**Document passage:**
From abd35d47696c208990355395d48c1c1e261de95c Mon Sep 17 00:00:00 2001
From: Patrick Donnelly <pdonnell@redhat.com>
Date: Fri, 9 Apr 2021 15:00:06 -0700
Subject: [PATCH] pybind/mgr/devicehealth: update to store metrics in sqlite

This commit just modifies the module to use the sqlite3 database for
storing health metrics. A followup commit loads the legacy pool's data.

Fixes: https://tracker.ceph.com/issues/50278
Signed-off-by: Patrick Donnelly <pdonnell@redhat.com>
---
 src/pybind/mgr/devicehealth/module.py | 266 ++++++++++++--------------
 1 file changed, 120 insertions(+), 146 deletions(-)

diff --git a/src/pybind/mgr/devicehealth/module.py b/src/pybind/mgr/devicehealth/module.py
index ed752fe15b0..f81099da548 100644
--- a/src/pybind/mgr/devicehealth/module.py
+++ b/src/pybind/mgr/devicehealth/module.py
@@ -4,7 +4,7 @@ Device health monitoring
 
 import errno
 import json
-from mgr_module import MgrModule, CommandResult, CLICommand, Option
+from mgr_module import MgrModule, CommandResult, CLIRequiresDB, CLICommand, Option
 import operator
 import rados
 from threading import Event
@@ -22,8 +22,6 @@ HEALTH_MESSAGES = {
     DEVICE_HEALTH_TOOMANY: 'Too many daemons are expected to fail soon',
 }
 
-MAX_SAMPLES = 500
-
 
 def get_ata_wear_level(data: Dict[Any, Any]) -> Optional[float]:
     """
@@ -49,6 +47,35 @@ def get_nvme_wear_level(data: Dict[Any, Any]) -> Optional[float]:
 
 
 class Module(MgrModule):
+
+    # latest (if db does not exist)
+    SCHEMA = """

**What the exercise asks:** Could you resume the devicehealth sqlite patch above, continuing from its last line?

**Excerpted records:**
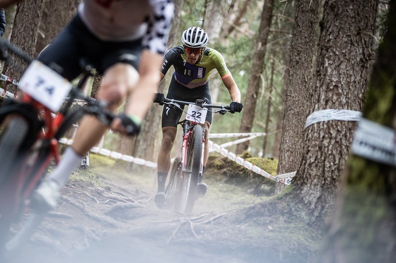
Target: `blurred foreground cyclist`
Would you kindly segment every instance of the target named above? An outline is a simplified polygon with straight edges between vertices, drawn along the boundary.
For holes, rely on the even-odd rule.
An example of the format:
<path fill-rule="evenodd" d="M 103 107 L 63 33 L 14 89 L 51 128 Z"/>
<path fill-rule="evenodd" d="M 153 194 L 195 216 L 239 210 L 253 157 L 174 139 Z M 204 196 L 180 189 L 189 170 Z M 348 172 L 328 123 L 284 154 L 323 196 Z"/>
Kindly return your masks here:
<path fill-rule="evenodd" d="M 0 0 L 0 8 L 17 1 Z M 98 99 L 114 111 L 128 97 L 125 113 L 113 121 L 111 128 L 136 135 L 160 81 L 158 70 L 173 11 L 171 0 L 84 0 L 76 16 L 38 59 L 60 66 L 61 75 L 69 80 L 81 73 L 80 59 L 87 59 L 103 75 Z M 73 145 L 34 193 L 34 207 L 56 207 L 60 188 L 107 128 L 95 117 L 82 119 Z"/>

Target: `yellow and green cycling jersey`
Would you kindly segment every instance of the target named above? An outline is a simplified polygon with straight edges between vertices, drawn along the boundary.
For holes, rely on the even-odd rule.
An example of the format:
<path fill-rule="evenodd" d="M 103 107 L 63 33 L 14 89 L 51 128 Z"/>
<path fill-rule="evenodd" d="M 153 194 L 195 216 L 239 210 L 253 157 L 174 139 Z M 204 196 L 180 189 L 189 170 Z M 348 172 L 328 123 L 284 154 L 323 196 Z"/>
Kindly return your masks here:
<path fill-rule="evenodd" d="M 231 74 L 221 54 L 209 47 L 205 49 L 200 59 L 195 65 L 187 62 L 183 46 L 171 48 L 164 56 L 161 72 L 165 75 L 172 65 L 175 68 L 173 74 L 175 79 L 191 89 L 206 84 L 210 74 L 215 69 L 222 78 Z"/>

**Right answer:**
+CREATE TABLE Device (
+  devid TEXT PRIMARY KEY
+) WITHOUT ROWID;
+CREATE TABLE DeviceHealthMetrics (
+  time DATETIME DEFAULT (strftime('%s', 'now')),
+  devid TEXT NOT NULL REFERENCES Device (devid),
+  raw_smart TEXT NOT NULL,
+  PRIMARY KEY (time, devid)
+);
+"""
+
+    SCHEMA_VERSIONED = [
+        # v1
+        """
+CREATE TABLE Device (
+  devid TEXT PRIMARY KEY
+) WITHOUT ROWID;
+CREATE TABLE DeviceHealthMetrics (
+  time DATETIME DEFAULT (strftime('%s', 'now')),
+  devid TEXT NOT NULL REFERENCES Device (devid),
+  raw_smart TEXT NOT NULL,
+  PRIMARY KEY (time, devid)
+);
+"""
+    ]
+
     MODULE_OPTIONS = [
         Option(
             name='enable_monitoring',
@@ -118,7 +145,6 @@ class Module(MgrModule):
         # other
         self.run = True
         self.event = Event()
-        self.has_device_pool = False
 
         # for mypy which does not run the code
         if TYPE_CHECKING:
@@ -154,6 +180,7 @@ class Module(MgrModule):
         }), '')
         return result.wait()
 
+    @CLIRequiresDB
     @CLICommand('device scrape-daemon-health-metrics',
                 perm='r')
     def do_scrape_daemon_health_metrics(self, who: str) -> Tuple[int, str, str]:
@@ -165,6 +192,7 @@ class Module(MgrModule):
         (daemon_type, daemon_id) = who.split('.')
         return self.scrape_daemon(daemon_type, daemon_id)
 
+    @CLIRequiresDB
     @CLICommand('device scrape-health-metrics',
                 perm='r')
     def do_scrape_health_metrics(self, devid: Optional[str] = None) -> Tuple[int, str, str]:
@@ -176,6 +204,7 @@ class Module(MgrModule):
         else:
             return self.scrape_device(devid)
 
+    @CLIRequiresDB
     @CLICommand('device get-health-metrics',
                 perm='r')
     def do_get_health_metrics(self, devid: str, sample: Optional[str] = None) -> Tuple[int, str, str]:
@@ -184,6 +213,7 @@ class Module(MgrModule):
         '''
         return self.show_device_metrics(devid, sample)
 
+    @CLIRequiresDB
     @CLICommand('device check-health',
                 perm='rw')
     def do_check_health(self) -> Tuple[int, str, str]:
@@ -212,6 +242,7 @@ class Module(MgrModule):
         self.set_health_checks({})  # avoid stuck health alerts
         return 0, '', ''
 
+    @CLIRequiresDB
     @CLICommand('device predict-life-expectancy',
                 perm='r')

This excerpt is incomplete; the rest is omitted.